> [What the exercise asks]: The line count for "point" is all that is needed: say how many lines in the listing below contain it.

=== Section Start ===

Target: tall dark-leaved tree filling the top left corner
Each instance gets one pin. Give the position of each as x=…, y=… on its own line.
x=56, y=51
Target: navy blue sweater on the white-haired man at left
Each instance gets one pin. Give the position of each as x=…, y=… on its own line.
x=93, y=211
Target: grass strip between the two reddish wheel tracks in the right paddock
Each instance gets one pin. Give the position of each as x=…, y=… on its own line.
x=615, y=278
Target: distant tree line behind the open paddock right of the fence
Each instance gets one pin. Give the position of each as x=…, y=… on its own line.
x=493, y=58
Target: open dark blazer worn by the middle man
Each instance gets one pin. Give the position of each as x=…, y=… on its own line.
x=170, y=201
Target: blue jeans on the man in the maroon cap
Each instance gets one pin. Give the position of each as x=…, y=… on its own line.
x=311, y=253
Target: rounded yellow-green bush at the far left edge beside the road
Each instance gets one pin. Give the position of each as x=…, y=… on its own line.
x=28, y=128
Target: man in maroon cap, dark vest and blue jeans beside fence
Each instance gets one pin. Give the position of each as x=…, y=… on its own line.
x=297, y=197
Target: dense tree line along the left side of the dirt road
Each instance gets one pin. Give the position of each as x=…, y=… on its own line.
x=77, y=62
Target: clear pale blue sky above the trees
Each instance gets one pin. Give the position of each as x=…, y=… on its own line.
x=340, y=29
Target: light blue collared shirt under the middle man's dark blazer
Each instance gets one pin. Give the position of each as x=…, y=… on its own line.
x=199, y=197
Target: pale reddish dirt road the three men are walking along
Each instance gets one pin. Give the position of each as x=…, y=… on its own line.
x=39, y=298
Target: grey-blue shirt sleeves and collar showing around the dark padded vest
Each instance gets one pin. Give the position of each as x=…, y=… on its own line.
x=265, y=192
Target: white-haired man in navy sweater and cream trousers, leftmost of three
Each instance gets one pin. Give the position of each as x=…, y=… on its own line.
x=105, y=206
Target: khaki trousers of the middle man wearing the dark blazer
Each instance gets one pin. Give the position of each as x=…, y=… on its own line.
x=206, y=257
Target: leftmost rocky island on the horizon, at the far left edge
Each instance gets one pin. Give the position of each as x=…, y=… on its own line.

=== Section End ===
=== Section Start ===

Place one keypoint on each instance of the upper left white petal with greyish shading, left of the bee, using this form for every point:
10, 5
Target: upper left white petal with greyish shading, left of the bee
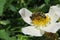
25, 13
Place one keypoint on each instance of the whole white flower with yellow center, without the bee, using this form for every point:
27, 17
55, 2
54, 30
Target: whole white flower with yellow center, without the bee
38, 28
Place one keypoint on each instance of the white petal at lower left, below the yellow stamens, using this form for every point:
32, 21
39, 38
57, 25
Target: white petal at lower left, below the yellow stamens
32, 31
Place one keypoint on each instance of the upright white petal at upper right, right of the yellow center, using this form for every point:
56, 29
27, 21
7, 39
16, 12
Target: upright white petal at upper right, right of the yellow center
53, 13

=== Section End ===
=== Section Start ===

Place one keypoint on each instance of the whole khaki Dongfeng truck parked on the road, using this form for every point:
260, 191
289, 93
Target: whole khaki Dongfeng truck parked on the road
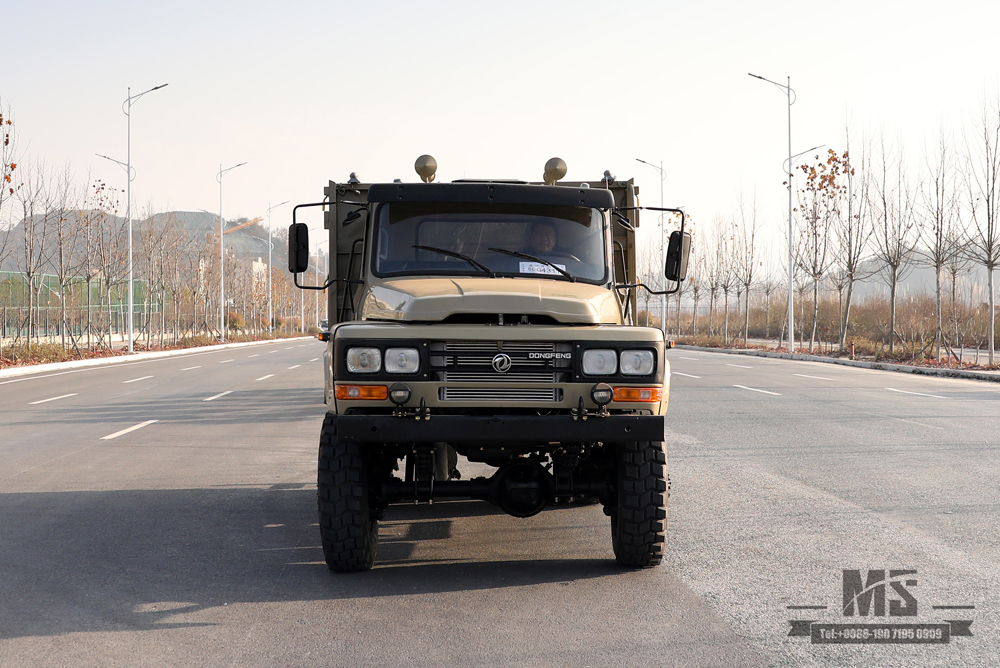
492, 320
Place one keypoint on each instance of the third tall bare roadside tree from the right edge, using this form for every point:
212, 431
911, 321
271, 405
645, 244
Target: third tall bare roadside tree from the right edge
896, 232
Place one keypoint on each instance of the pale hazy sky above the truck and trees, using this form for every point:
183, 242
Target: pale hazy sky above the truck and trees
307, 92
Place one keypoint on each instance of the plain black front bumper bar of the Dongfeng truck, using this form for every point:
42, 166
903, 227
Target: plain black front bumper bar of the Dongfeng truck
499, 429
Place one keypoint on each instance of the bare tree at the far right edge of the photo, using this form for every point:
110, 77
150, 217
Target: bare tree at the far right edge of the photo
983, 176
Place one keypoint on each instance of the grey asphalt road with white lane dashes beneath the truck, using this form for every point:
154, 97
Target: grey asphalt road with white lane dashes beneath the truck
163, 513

=== Section End ===

> [Written reply]: 10